Entries from a pointing dataset:
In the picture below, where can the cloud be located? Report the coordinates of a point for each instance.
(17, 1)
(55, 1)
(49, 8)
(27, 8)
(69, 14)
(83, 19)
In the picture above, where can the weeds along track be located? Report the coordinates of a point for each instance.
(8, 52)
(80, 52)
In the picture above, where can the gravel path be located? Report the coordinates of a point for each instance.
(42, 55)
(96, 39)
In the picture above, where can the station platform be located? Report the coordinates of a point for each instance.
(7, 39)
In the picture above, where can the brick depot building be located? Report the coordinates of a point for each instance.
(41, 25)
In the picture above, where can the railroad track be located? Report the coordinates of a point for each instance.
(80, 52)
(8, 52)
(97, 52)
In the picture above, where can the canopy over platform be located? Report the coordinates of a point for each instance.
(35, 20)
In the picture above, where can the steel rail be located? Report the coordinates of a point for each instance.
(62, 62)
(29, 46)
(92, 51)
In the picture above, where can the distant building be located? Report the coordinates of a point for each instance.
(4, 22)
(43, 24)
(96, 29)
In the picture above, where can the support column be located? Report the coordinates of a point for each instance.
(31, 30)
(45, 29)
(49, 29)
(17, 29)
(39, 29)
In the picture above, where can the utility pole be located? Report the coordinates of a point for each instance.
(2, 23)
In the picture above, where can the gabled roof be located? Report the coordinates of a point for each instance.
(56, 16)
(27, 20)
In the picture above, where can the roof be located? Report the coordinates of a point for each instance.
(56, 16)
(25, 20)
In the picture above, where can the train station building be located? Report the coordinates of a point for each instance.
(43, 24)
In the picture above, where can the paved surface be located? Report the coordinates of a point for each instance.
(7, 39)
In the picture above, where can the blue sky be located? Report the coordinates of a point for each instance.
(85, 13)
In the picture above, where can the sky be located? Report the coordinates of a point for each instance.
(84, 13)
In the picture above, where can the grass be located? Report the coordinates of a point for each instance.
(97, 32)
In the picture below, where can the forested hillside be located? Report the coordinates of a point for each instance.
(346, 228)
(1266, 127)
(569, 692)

INSTRUCTIONS FOR THE TASK: Rewrite the listing above as a numbered list, leaving out any blank lines.

SOLUTION TO THE EXERCISE:
1. In the picture below, where can the cloud be located? Report the coordinates of a point for each instance.
2. (17, 1)
3. (55, 1)
4. (49, 8)
5. (27, 8)
6. (69, 14)
7. (83, 19)
8. In the picture above, where can the weeds along track be located? Report the coordinates of a point for each instance.
9. (8, 52)
10. (80, 52)
11. In the picture above, where can the gravel path be located? Report the coordinates of a point for each instance.
12. (42, 55)
13. (96, 39)
14. In the picture above, where can the station platform be located? Report the coordinates of a point for each instance.
15. (7, 39)
16. In the picture above, where can the brick depot building be located? Report the coordinates of a point for each instance.
17. (41, 25)
18. In the picture above, where can the railroad track be located? Report the coordinates of a point for each instance.
19. (80, 52)
20. (8, 52)
21. (97, 52)
22. In the picture above, where can the canopy over platform be located? Report the coordinates of a point for each instance.
23. (35, 20)
24. In the picture above, where can the steel rail be located? Report the coordinates of a point for each instance.
25. (62, 62)
26. (29, 46)
27. (92, 51)
28. In the picture above, where can the distant building be located? Report the coordinates of a point for each instance.
29. (4, 22)
30. (43, 24)
31. (96, 29)
32. In the picture above, where can the support column be located? Report the coordinates of a point for each instance.
33. (31, 30)
34. (45, 29)
35. (49, 29)
36. (17, 29)
37. (39, 29)
38. In the picture above, where can the utility pole be located? Report the coordinates of a point for each instance.
39. (2, 23)
40. In the picture above, where can the gabled roof be located? Report the coordinates of a point for each instance.
41. (56, 16)
42. (27, 20)
43. In the picture above, where can the roof be located? Report the coordinates of a point for each instance.
44. (56, 16)
45. (25, 20)
46. In the picture above, where can the train station building be located? Report the coordinates of a point for each instance.
47. (43, 24)
48. In the picture above, where can the paved surface be located? Report the coordinates of a point for each instance.
49. (7, 39)
50. In the picture above, where can the blue sky be located? Report the coordinates of a point for each instance.
51. (85, 13)
52. In the picture above, where can the sky be located? Report the coordinates of a point for each instance.
53. (84, 13)
54. In the picture above, where can the grass be located? Report the coordinates of a point for each instance.
55. (97, 32)
56. In the picture below, where can the forested hillside be located? Report the coordinates of a point for each instance.
57. (346, 228)
58. (1266, 127)
59. (569, 692)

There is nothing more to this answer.